→ **PROBLEM STATEMENT**:
Please copy the lines of the records below word for word, from the line with "Spot all occurrences of girl" up to and including the line with "181 613 222 700".

[START OF TASK INPUT]

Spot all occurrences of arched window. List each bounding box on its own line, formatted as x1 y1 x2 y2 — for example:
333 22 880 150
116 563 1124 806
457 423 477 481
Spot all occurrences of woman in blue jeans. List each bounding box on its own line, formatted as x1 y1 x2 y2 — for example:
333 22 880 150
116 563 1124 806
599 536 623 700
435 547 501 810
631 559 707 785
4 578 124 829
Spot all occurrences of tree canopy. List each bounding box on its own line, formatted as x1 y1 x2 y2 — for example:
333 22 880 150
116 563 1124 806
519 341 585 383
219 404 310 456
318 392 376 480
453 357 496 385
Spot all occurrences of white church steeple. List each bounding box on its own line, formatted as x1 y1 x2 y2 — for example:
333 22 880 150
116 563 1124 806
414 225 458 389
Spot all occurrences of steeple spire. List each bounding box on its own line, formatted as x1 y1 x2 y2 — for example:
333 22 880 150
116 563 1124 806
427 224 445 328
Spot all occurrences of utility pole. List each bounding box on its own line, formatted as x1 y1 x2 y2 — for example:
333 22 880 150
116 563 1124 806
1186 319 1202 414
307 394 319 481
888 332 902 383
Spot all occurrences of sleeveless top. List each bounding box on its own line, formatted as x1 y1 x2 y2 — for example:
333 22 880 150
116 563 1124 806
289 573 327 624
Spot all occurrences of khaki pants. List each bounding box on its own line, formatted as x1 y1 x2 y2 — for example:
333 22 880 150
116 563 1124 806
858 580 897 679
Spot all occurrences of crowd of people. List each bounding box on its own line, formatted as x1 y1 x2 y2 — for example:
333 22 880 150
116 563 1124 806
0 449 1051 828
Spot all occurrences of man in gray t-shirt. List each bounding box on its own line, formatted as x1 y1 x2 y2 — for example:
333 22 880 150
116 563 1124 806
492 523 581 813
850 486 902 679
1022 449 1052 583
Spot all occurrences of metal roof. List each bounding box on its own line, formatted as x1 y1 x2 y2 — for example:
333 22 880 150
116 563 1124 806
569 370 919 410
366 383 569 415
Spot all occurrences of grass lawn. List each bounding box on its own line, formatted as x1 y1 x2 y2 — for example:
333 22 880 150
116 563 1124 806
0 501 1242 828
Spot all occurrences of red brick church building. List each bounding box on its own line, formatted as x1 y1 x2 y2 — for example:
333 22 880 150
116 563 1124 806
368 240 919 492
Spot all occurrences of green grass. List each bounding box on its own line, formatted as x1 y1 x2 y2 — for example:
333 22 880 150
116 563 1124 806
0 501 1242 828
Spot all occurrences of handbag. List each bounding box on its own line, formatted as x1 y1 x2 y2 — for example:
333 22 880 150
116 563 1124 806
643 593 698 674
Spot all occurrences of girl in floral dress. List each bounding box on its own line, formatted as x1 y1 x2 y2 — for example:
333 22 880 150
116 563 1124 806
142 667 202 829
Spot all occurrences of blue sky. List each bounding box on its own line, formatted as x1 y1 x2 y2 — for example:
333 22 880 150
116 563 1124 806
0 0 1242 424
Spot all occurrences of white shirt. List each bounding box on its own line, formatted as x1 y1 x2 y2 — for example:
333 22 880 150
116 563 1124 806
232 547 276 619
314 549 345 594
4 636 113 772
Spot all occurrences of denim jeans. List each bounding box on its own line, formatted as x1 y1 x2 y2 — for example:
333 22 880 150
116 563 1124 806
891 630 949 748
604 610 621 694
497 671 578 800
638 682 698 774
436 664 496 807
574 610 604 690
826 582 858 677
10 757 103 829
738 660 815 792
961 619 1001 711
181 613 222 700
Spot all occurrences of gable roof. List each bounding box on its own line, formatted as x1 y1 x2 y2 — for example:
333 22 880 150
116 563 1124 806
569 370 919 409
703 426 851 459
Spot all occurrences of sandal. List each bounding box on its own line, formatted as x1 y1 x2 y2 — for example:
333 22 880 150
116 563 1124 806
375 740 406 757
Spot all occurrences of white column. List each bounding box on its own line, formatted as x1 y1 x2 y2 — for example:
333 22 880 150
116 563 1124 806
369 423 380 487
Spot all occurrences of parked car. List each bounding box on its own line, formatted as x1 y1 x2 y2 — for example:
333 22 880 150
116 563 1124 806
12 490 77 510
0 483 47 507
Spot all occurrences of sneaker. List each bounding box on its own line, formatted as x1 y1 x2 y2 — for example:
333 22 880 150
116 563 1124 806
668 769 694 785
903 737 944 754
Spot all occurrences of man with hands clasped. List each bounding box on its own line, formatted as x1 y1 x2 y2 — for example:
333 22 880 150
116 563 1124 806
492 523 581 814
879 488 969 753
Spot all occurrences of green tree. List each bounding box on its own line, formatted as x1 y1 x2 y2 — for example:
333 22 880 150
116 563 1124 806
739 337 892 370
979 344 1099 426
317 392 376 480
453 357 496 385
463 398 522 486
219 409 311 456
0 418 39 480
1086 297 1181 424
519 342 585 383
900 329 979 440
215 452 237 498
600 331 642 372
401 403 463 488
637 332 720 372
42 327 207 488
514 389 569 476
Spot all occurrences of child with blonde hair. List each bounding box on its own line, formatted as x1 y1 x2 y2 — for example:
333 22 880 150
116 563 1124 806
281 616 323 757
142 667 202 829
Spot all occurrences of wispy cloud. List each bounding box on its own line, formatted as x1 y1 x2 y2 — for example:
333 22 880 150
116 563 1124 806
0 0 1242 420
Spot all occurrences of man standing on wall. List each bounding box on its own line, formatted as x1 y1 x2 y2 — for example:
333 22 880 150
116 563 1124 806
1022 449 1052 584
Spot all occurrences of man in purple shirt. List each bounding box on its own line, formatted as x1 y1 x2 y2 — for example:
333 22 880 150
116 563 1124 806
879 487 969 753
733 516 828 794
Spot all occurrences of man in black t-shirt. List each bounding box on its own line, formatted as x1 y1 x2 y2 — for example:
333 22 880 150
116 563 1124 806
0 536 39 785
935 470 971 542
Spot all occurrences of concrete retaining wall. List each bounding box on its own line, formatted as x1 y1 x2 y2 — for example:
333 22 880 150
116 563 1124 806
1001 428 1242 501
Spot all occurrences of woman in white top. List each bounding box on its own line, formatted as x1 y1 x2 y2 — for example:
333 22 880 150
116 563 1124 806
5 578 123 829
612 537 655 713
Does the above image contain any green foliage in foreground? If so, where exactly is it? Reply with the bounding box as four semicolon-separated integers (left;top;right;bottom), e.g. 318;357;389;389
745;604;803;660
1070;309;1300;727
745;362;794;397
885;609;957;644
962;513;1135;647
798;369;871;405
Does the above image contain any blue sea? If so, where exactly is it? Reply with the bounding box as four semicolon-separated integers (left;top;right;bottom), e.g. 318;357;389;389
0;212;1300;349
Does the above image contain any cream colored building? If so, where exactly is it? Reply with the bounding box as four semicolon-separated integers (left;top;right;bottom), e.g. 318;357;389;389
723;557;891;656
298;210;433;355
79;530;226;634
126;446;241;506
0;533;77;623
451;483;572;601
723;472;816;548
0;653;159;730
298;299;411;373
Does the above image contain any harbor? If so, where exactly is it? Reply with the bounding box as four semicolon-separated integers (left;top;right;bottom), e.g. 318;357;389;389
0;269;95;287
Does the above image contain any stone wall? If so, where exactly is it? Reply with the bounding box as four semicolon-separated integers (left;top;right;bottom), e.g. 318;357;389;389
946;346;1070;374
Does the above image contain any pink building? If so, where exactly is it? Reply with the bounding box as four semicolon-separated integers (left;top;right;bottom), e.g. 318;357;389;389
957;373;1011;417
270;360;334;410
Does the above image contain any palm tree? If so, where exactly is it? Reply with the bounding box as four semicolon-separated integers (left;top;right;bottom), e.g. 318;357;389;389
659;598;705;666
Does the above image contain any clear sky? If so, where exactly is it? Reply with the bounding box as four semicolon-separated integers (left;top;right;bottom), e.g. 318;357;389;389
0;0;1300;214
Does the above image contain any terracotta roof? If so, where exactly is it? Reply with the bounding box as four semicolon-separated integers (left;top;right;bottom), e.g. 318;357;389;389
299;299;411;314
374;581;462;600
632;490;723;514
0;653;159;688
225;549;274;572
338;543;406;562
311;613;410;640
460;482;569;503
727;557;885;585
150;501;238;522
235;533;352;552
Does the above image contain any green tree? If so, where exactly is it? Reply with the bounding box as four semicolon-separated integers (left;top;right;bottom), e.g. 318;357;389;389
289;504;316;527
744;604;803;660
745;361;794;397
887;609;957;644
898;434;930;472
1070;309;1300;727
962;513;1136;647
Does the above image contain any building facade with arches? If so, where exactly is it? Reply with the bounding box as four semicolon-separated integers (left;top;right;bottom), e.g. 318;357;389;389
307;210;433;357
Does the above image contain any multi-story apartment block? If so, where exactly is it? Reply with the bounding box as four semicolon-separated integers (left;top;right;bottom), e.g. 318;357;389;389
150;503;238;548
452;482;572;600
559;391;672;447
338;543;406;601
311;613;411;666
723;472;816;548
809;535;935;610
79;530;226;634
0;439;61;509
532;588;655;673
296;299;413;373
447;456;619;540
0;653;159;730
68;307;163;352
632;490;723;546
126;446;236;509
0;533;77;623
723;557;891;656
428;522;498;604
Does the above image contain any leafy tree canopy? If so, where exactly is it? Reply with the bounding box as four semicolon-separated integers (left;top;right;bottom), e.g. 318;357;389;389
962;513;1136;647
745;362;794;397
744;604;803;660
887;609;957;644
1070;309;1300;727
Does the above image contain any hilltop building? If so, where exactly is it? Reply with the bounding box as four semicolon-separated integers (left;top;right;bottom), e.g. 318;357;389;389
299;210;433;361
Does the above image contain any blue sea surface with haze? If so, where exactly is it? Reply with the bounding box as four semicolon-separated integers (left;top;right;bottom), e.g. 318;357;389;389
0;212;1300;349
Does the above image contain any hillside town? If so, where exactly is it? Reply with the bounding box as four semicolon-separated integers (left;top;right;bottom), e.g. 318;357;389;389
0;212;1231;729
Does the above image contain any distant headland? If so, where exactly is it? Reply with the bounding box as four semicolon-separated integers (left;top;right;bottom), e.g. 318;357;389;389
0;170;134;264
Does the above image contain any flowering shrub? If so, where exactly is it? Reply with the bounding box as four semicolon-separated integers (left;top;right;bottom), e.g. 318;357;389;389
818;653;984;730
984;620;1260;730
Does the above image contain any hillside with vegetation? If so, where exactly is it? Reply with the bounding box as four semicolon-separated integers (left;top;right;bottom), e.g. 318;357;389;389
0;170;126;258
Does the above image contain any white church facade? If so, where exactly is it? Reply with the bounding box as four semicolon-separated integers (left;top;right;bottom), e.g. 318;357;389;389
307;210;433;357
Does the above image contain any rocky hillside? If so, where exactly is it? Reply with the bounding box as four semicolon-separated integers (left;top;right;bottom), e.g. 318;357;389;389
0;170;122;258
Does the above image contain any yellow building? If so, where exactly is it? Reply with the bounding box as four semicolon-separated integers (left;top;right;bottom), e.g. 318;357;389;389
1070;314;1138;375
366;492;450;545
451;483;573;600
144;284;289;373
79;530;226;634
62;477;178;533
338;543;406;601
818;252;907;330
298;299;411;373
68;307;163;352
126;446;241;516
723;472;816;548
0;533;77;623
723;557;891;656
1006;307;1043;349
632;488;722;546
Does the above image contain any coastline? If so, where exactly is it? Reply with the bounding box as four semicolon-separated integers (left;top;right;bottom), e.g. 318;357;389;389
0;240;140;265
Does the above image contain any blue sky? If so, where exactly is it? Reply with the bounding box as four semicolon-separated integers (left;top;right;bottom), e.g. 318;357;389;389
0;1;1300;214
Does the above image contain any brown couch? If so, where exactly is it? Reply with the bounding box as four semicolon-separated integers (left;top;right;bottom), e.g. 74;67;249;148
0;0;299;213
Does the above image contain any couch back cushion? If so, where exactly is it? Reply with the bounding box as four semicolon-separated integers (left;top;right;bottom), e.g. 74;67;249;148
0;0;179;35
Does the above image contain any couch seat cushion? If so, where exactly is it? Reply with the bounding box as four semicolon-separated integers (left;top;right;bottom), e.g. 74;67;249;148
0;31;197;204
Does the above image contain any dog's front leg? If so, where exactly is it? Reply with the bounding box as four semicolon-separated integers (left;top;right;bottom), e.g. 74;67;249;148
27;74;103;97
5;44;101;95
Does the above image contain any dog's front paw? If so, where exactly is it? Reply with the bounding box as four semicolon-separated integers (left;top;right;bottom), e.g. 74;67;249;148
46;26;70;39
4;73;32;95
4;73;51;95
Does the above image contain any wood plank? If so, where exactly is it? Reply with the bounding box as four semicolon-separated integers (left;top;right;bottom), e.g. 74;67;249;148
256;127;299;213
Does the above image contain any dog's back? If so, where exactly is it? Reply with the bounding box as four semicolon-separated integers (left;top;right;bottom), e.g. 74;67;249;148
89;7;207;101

[END OF TASK INPUT]

→ **THE COMPLETED TASK**:
Spot all occurrences of girl in floral dress. List each bounding box on its own line, formatted as x1 y1 x2 y2 — for example:
333 22 880 150
116 563 1124 806
142 667 202 829
Spot all occurrences of blue sky. List each bounding box on its own line, formatted as x1 y1 x2 y2 — for example:
333 22 880 150
116 563 1124 806
0 0 1242 424
Spot all occurrences of white shirt. List each bounding box on its own line, formatted as x1 y1 x2 y2 — for example:
333 22 880 150
116 563 1124 806
232 547 276 619
314 549 345 594
4 636 113 772
Spot all occurrences of denim jeans. List each bounding box on its own line, formatted as x1 y1 x2 y2 — for example:
333 22 880 150
116 563 1124 806
891 630 949 748
604 610 621 694
497 671 578 800
638 682 698 774
436 664 496 807
574 610 604 690
826 582 858 677
10 757 103 829
738 660 815 792
961 619 1001 711
181 613 222 700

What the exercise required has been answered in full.